Collected data entries ▸
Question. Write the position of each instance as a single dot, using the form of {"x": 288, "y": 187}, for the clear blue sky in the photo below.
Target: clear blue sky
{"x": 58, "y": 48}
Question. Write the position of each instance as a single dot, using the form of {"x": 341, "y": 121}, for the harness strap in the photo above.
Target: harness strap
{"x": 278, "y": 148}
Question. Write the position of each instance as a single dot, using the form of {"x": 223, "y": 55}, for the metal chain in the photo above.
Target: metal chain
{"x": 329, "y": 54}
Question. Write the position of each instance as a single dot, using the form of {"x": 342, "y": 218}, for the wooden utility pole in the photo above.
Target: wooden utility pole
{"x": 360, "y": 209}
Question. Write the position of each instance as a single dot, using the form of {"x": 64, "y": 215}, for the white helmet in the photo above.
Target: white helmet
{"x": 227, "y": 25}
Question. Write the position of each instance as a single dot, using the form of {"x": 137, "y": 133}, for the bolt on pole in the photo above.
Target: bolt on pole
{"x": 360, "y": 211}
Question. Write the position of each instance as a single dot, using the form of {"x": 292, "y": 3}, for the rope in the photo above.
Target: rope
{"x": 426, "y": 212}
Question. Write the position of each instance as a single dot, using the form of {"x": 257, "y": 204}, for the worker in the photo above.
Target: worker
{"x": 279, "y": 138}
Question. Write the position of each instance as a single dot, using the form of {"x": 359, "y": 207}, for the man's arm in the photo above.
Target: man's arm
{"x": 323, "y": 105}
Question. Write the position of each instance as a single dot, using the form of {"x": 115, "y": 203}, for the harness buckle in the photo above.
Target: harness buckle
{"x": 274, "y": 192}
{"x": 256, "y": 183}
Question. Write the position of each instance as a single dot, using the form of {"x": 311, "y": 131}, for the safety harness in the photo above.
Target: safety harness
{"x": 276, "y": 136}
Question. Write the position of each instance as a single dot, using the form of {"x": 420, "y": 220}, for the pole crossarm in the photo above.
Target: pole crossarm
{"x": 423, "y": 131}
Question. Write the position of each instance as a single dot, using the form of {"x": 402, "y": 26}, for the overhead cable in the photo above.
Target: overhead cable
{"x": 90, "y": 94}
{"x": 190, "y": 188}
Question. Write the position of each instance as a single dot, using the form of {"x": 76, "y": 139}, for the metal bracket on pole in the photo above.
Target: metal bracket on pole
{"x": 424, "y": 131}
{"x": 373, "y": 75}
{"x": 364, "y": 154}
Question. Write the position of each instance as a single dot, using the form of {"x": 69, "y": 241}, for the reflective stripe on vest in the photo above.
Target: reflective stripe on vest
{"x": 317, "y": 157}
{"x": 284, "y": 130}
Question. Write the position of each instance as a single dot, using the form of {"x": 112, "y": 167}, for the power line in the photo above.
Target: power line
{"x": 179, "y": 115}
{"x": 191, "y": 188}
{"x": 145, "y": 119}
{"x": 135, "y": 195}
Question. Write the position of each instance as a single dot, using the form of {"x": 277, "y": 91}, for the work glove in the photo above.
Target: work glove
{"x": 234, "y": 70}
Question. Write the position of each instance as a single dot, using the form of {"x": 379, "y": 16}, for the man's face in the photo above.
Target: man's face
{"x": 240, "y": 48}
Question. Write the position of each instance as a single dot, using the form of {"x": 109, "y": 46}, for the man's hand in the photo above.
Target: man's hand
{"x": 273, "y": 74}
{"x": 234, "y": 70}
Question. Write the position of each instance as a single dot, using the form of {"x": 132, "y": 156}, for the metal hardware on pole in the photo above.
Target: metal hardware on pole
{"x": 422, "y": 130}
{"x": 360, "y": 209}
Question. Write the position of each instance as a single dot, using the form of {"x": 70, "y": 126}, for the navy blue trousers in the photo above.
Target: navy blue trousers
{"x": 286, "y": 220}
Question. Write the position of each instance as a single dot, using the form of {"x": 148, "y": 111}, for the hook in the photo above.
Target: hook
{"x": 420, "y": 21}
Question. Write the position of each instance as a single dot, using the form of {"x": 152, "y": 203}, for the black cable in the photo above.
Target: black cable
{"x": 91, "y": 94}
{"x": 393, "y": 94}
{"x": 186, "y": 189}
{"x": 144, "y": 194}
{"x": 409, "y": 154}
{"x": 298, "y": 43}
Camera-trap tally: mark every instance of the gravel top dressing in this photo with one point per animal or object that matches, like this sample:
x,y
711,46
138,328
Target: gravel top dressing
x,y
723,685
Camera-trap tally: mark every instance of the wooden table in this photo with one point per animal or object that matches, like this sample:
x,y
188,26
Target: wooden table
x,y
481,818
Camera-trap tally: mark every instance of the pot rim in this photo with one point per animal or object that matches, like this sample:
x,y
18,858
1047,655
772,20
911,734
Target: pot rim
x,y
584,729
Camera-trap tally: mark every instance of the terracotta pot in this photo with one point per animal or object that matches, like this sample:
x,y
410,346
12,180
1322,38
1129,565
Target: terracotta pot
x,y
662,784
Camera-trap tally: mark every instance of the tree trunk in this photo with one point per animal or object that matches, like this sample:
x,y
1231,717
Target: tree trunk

Required work ▸ All records must be repeated exactly, with none skipped.

Written response ▸
Question. Write the position of each instance as a single dot, using the form of {"x": 288, "y": 187}, for the clear blue sky in the photo below.
Target: clear blue sky
{"x": 58, "y": 48}
Question. Write the position of each instance as a single dot, using the form of {"x": 341, "y": 121}, for the harness strap in the photo above.
Target: harness strap
{"x": 278, "y": 148}
Question. Write the position of each instance as a single dot, using the form of {"x": 223, "y": 55}, for the metal chain in the photo above.
Target: metal chain
{"x": 329, "y": 54}
Question. Write the position of each instance as a single dot, using the form of {"x": 342, "y": 218}, for the wooden utility pole in the photo above.
Target: wooden utility pole
{"x": 360, "y": 209}
Question. Write the position of each instance as a single dot, using the form of {"x": 64, "y": 215}, for the white helmet in the photo above.
Target: white helmet
{"x": 227, "y": 25}
Question. Write the position of each instance as a single dot, using the form of {"x": 137, "y": 133}, for the bolt on pole in the photo above.
Target: bolt on pole
{"x": 360, "y": 211}
Question. Write the position of each instance as a single dot, using the form of {"x": 292, "y": 3}, for the rope in the photo above.
Target: rope
{"x": 426, "y": 212}
Question. Write the position of each instance as a single dot, using the form of {"x": 257, "y": 204}, for the worker in the photo above.
Target: worker
{"x": 279, "y": 138}
Question. Write the position of each instance as a single dot, using the form of {"x": 359, "y": 207}, for the man's arm in the photo above.
Target: man's arm
{"x": 323, "y": 105}
Question. Write the position of each instance as a single dot, using the form of {"x": 115, "y": 203}, for the harness buckle in the photo above.
Target: harness buckle
{"x": 274, "y": 192}
{"x": 256, "y": 183}
Question. Write the position of each instance as a single dot, using the form of {"x": 311, "y": 131}, for the safety harness in the photo above.
Target: safety harness
{"x": 276, "y": 136}
Question. Write the position of each instance as a single dot, using the form of {"x": 420, "y": 220}, for the pole crossarm in the photo above.
Target: pole crossarm
{"x": 423, "y": 131}
Question. Write the position of each instance as a single dot, using the form of {"x": 402, "y": 26}, for the overhead cable in the photo above.
Target: overhead cable
{"x": 90, "y": 94}
{"x": 190, "y": 188}
Question. Write the position of each instance as a single dot, using the form of {"x": 76, "y": 139}, for the metal bracket on pole in the photo above.
Target: metal bracket on pole
{"x": 424, "y": 131}
{"x": 373, "y": 75}
{"x": 364, "y": 154}
Question. Write the position of each instance as a single dot, using the form of {"x": 69, "y": 241}, for the reflective stripe on vest in the photo above.
Target: reflective stripe on vest
{"x": 317, "y": 157}
{"x": 284, "y": 130}
Question. Write the position of each instance as a single dot, using the form of {"x": 112, "y": 167}, for the power line in the photo above.
Target: power line
{"x": 179, "y": 115}
{"x": 191, "y": 188}
{"x": 145, "y": 119}
{"x": 135, "y": 195}
Question. Write the position of each instance as a single dot, using the form of {"x": 277, "y": 91}, for the work glove in the photo above.
Target: work glove
{"x": 234, "y": 70}
Question. Write the position of each instance as a single dot, using the form of {"x": 379, "y": 16}, for the man's face in the photo above.
Target: man's face
{"x": 240, "y": 48}
Question. Write the position of each instance as a single dot, using the form of {"x": 109, "y": 46}, for the man's hand in the photo above.
Target: man's hand
{"x": 273, "y": 74}
{"x": 234, "y": 70}
Question. Write the position of each instance as a single dot, using the form of {"x": 132, "y": 156}, for the metal hardware on pole in the photo above.
Target: metal hardware on pole
{"x": 422, "y": 130}
{"x": 360, "y": 209}
Question. Write the position of each instance as a single dot, using the form of {"x": 70, "y": 126}, for the navy blue trousers in the photo above.
Target: navy blue trousers
{"x": 286, "y": 220}
Question. Write the position of each instance as a single dot, using the form of {"x": 148, "y": 111}, for the hook in the photo above.
Target: hook
{"x": 420, "y": 21}
Question. Write the position of each instance as a single dot, using the form of {"x": 152, "y": 203}, for the black cable in the photo above.
Target: black cable
{"x": 91, "y": 94}
{"x": 393, "y": 94}
{"x": 186, "y": 189}
{"x": 144, "y": 194}
{"x": 409, "y": 154}
{"x": 298, "y": 43}
Camera-trap tally: mark every instance of the gravel top dressing in this photo with one point per animal or object that matches, like this sample:
x,y
711,46
138,328
Target: gravel top dressing
x,y
723,685
Camera-trap tally: mark every instance of the wooden table in this photo with one point per animal or object that matches, like this sample:
x,y
188,26
Target: wooden table
x,y
481,818
Camera-trap tally: mark every instance of the pot rim in this photo with one point per animal or object that matches, like this sample:
x,y
18,858
1047,655
772,20
911,734
Target: pot rim
x,y
584,729
Camera-trap tally: mark every instance of the terracotta pot in this photo with one point per animal or object that matches, like this sample:
x,y
410,346
12,180
1322,38
1129,565
Target: terracotta pot
x,y
662,784
Camera-trap tally: mark every instance of the tree trunk in this photo with one point per animal or object that matches, like this sample:
x,y
1231,717
Target: tree trunk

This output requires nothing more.